• How to complete this task
Return each line of the items below that contains the word "positive", copied in full.

• Data for analysis
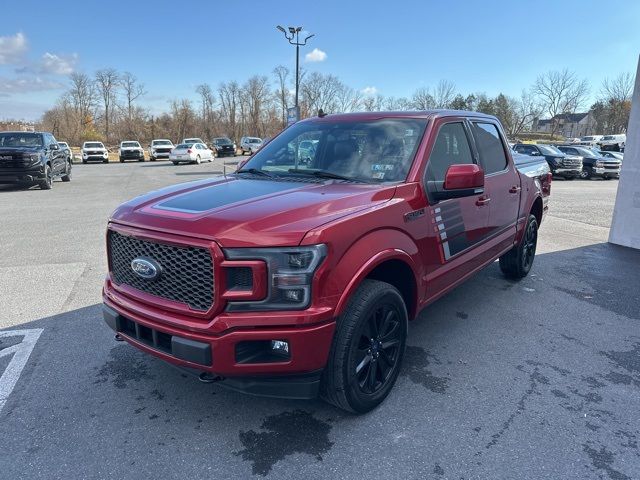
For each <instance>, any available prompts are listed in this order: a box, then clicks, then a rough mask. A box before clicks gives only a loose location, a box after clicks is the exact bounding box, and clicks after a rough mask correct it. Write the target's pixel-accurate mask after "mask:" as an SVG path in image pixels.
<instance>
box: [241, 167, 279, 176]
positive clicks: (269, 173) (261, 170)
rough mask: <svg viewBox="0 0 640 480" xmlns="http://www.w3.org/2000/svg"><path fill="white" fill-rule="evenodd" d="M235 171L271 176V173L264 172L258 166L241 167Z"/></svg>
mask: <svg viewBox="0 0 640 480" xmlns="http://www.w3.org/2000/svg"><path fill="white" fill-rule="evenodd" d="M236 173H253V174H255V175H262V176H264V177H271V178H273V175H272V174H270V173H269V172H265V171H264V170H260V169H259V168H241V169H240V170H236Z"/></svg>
* * *
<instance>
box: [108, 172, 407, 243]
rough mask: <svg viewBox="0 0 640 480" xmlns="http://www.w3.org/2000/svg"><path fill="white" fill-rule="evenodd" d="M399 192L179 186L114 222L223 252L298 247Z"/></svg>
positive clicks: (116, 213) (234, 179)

• Completed exercise
positive clicks: (269, 173) (261, 170)
positive clicks: (116, 213) (234, 179)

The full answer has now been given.